• Extract provided:
════════

Although some of the HCMV viral DNA replication proteins, including SSB (UL57), UL44 (UL44), and UL112-113, have been also shown to be localized in large nuclear structures that resemble HSV-1 replication compartments (9, 14, 22, 23, 37, 41, 47), the cellular location and mechanism for initiation and assembly of HCMV DNA replication proteins are not understood. We previously showed that the IE1 protein localizes to and subsequently disrupts PODs, whereas the IE2 protein localizes within or adjacent to PODs at very early times (1, 3). This process appears to be required for efficient viral gene expression and replication (4, 20). However, the association of HCMV replication proteins with PODs and a possible role in initiation of viral DNA replication compartment formation have not been evaluated previously.

In this study, we have investigated the initiation of HCMV viral DNA replication compartment formation, including the colocalization of the PML, IE, and viral DNA replication proteins, and newly synthesized DNA (BrdU incorporation) during productive infection. We show that both the IE2 and UL112-113 proteins localize adjacent to PODs at very early times after infection and that they are incorporated into viral DNA replication compartments that initiate and grow from the periphery of PODs. We also suggest that UL112-113 may recruit viral replication fork proteins to the POD-associated assembly sites.

MATERIALS AND METHODS

Cell cultures and virus infection.

Permissive human diploid fibroblasts (HF cells) and Vero cells were grown in Dulbecco’s modified Eagle’s medium supplemented with 10% fetal calf serum. HF cells at passages 7 to 13 were used for virus infection. Some samples as indicated were incubated in the presence of PAA at 200 μg/ml after infection.

The IE1-defective mutant HCMV(CR208) and its parent virus, HCMV(Towne), were provided by Edward Mocarski (Stanford University, Stanford, Calif.). The virus stocks used were prepared as described by LaFemina et al. (26). For experiments using indirect immunofluorescence assays (IFA), cells were seeded into four-well chamber slides (0.4 × 105/well), and the subconfluent cells were infected with HCMV(Towne) or HCMV(CR208) at various multiplicities of infection (MOI; PFU per cell). In all cases, input supernatant virus was diluted with serum-free medium and was adsorbed for 1.5 h at 37°C, and then the inoculum was replaced with fresh warmed medium at time zero.

Expression plasmids and transient DNA transfection.

All replication machinery expression plasmids used in this work except pMP18 (IE2) and pJHA309(Flag/UL112-113) were described previously (47). For the six replication fork core machinery proteins, pRTS22 (UL44; processivity factor), pRTS6 (UL54; DNA polymerase), pRTS7 (UL57; SSB), pRTS9 (UL70; primase subunit), pRTS29 (UL102; primase-associated factor), and pRTS10 (UL105; DNA helicase subunit) were used. For the auxiliary components and stimulatory factor, p302 (UL36-38), pRTS18 (IRS1), pMP18 (IE2) (40), pRTS26 (UL112-113), pRTS5 (UL84), and pRTS28 (UL69) were used.

════════

• Dataset entries:
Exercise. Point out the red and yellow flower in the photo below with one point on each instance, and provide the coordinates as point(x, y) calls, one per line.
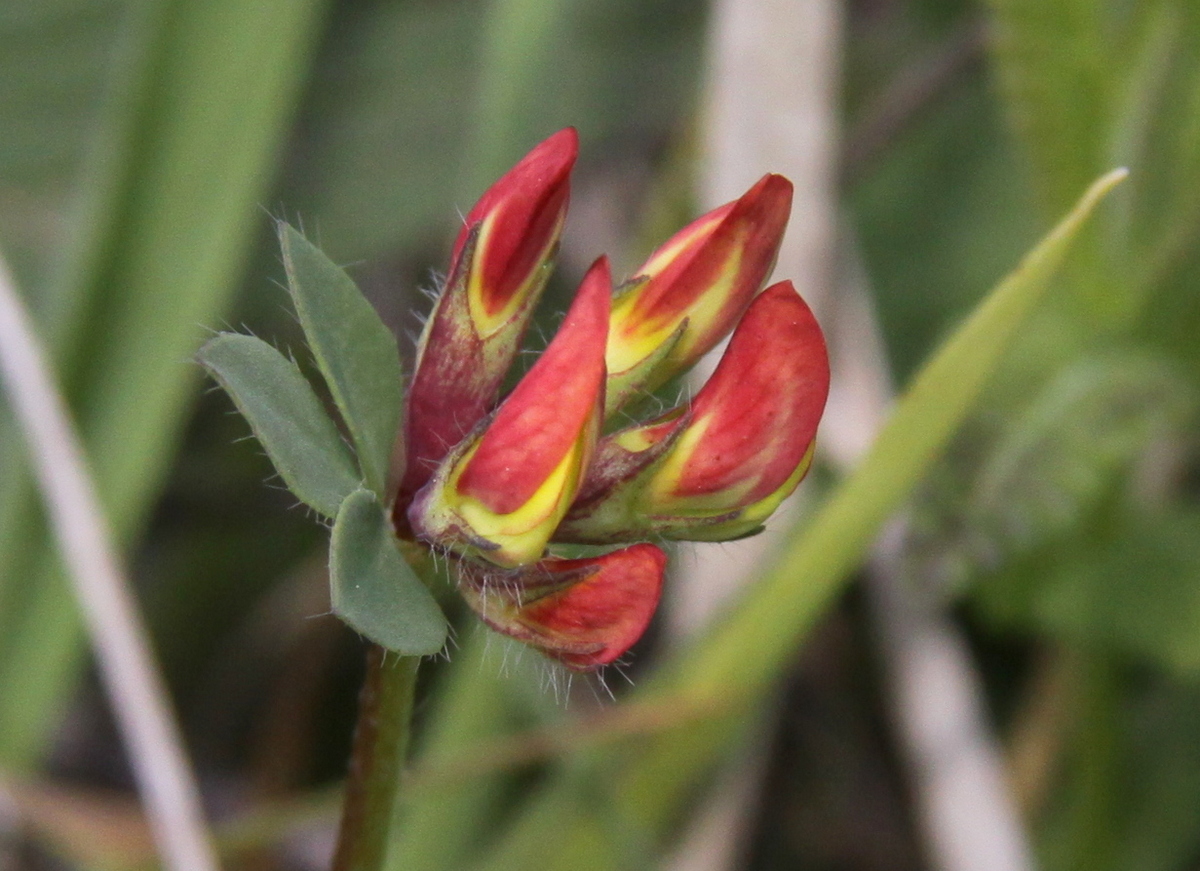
point(493, 484)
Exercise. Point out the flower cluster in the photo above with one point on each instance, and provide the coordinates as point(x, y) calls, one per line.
point(495, 482)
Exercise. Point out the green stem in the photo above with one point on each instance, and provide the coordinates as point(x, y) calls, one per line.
point(377, 760)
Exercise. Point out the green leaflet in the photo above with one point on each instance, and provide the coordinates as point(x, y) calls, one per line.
point(372, 587)
point(754, 644)
point(287, 419)
point(354, 350)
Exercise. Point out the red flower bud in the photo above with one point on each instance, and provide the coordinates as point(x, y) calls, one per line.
point(582, 612)
point(498, 269)
point(503, 491)
point(691, 292)
point(718, 469)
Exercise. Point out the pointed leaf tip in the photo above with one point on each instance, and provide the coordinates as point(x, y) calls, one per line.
point(286, 416)
point(355, 352)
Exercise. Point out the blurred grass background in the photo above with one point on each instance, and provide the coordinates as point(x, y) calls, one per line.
point(143, 148)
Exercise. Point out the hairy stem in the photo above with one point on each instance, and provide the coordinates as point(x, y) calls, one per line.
point(377, 760)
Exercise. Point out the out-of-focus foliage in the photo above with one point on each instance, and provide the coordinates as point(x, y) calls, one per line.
point(145, 144)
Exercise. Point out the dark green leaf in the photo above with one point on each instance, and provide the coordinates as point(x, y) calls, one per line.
point(287, 419)
point(372, 587)
point(354, 349)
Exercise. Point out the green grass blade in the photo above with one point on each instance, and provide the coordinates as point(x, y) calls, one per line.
point(372, 587)
point(201, 126)
point(354, 349)
point(287, 418)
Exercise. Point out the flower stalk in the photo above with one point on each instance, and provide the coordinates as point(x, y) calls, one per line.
point(382, 737)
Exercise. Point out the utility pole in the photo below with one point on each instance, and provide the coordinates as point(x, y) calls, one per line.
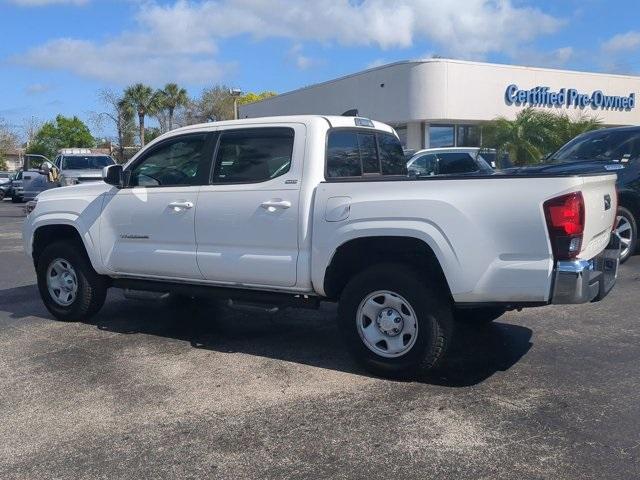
point(235, 93)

════════

• Directions for this task: Rewrite the study excerpt starting with "Cell cultures and" and going on through "μg/ml after infection.", changing "fetal calf serum" to "fetal bovine serum". The items have nothing to do with the study excerpt.

• Solved problem:
Cell cultures and virus infection.

Permissive human diploid fibroblasts (HF cells) and Vero cells were grown in Dulbecco’s modified Eagle’s medium supplemented with 10% fetal bovine serum. HF cells at passages 7 to 13 were used for virus infection. Some samples as indicated were incubated in the presence of PAA at 200 μg/ml after infection.